*Exercise goal*: Copy the records exactly, leaving out every picture.

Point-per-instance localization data
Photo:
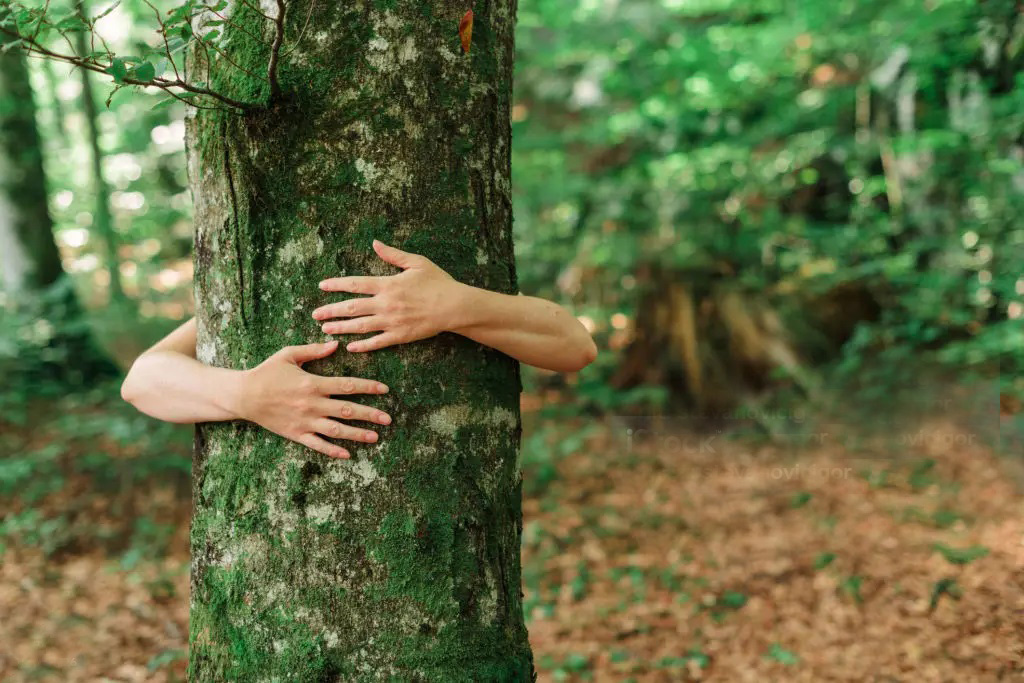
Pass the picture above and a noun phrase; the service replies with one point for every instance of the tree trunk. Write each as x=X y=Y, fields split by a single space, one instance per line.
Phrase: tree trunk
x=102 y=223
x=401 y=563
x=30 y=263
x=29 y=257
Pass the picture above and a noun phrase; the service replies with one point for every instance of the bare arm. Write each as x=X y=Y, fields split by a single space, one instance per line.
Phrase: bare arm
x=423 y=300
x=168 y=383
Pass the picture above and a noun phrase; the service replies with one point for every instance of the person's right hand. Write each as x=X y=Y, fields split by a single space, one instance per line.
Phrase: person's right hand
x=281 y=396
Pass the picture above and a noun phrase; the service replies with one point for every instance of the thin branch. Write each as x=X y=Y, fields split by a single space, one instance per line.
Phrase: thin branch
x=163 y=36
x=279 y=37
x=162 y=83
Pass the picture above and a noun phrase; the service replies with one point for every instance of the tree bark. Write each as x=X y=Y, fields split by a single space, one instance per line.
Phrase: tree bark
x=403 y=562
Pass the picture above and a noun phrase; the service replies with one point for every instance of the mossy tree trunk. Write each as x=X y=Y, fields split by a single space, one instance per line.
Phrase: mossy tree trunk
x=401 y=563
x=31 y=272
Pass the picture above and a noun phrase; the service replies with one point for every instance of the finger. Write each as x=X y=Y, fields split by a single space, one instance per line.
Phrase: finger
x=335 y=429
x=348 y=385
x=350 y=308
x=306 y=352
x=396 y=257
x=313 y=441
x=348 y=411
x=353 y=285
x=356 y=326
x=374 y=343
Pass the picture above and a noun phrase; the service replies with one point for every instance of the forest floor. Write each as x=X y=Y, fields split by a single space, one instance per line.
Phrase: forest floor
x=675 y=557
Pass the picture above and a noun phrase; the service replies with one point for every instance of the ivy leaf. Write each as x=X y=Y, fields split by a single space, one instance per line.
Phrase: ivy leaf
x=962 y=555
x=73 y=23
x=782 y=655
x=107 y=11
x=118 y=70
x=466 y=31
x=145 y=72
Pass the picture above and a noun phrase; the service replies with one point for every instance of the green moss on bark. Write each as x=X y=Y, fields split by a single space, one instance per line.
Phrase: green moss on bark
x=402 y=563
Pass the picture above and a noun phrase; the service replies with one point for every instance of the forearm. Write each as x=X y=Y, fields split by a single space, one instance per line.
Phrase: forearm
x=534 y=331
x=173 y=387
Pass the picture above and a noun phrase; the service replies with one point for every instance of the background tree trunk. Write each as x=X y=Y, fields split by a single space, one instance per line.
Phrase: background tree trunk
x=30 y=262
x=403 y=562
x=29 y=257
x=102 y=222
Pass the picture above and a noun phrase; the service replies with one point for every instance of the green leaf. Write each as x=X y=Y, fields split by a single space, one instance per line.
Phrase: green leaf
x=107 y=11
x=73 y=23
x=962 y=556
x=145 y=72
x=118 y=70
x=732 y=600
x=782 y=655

*Response area*:
Photo:
Pass the picture above and a noun phrase; the service replies with one point for every instance of the tree trunk. Write each as x=X y=Y, fields split by a single space, one instance per line.
Phrase: tree trunk
x=102 y=223
x=401 y=563
x=30 y=263
x=29 y=257
Pass the picture above and a noun phrase; the service replies with one point for every instance of the bare arm. Write each as x=X y=Y, fields split by a single space, one instance per line.
Phrase: bare arm
x=423 y=300
x=168 y=383
Pass the picture above and a noun phrase; the service replies with one point for every instance of the person's right hand. Write each as x=X y=Y, fields split by a single space, one instance per line.
Phrase: person's right hand
x=281 y=396
Pass the picture above and a noun phrase; the service replies with one point for every instance of the thin branch. Write each as x=X y=Y, fields split by a single space, one instance per line.
Phrase: thin branch
x=163 y=36
x=279 y=37
x=162 y=83
Pass the picture above and a noun phrase; the service replies with one point for every instance of the tree bark. Write each as x=X y=Y, fields split by a single space, one instance per line.
Phrase: tree bark
x=403 y=562
Pass the picture above and a noun phrase; the service replies with one point for every instance of the mossy tree trunk. Write each as x=X y=Y, fields split by a single space, one instance per line.
Phrase: mossy tree trunk
x=401 y=563
x=31 y=272
Pass the picture above and a noun phrase; the service replies with one point for every instance of the finger. Write each as x=X y=Y, fields split by a single space, one instance per line.
Phrase: finger
x=335 y=429
x=348 y=385
x=350 y=308
x=306 y=352
x=396 y=257
x=313 y=441
x=348 y=411
x=353 y=285
x=356 y=326
x=374 y=343
Pass the picture above and a noun phrase; the service replies with one point for every instance of the forest floor. Write each as x=X y=Y, fields split by a single space, one instance per line.
Phrase: forest floor
x=675 y=557
Pass the picture above and a noun phrase; the service replies with one point for every instance of the ivy leaf. Write each as x=X y=Y, fields split by a single space, one instance per line.
Phrase: ivy leaf
x=962 y=555
x=73 y=23
x=782 y=655
x=107 y=11
x=118 y=70
x=466 y=31
x=145 y=72
Pass the picture above and a noun phrase; the service replies with one point for every instance of the green moss on bark. Write each as x=X y=Y, fields split by a single space, one instance per line.
Phrase: green moss on bark
x=402 y=563
Pass the picture above and a noun phrase; the service replies with one point for every instance of the forearm. Write each as x=X y=Y, fields split by a single space, one instance per line.
Phrase: forearm
x=534 y=331
x=173 y=387
Pass the picture above and a noun phrase; the service replies with one point for every instance of the background tree trunk. Write each as x=X y=Y, fields split by a single space, one instance per line.
Phrase: background tree trunk
x=30 y=262
x=403 y=562
x=29 y=257
x=102 y=222
Pass the picture above and a noun phrase; the service replies with one point for every instance of the green leaf. Write each as x=X y=Y, fields split by a single space, one instance per line.
Phrase: green leaf
x=107 y=11
x=73 y=23
x=962 y=556
x=145 y=72
x=118 y=70
x=732 y=600
x=782 y=655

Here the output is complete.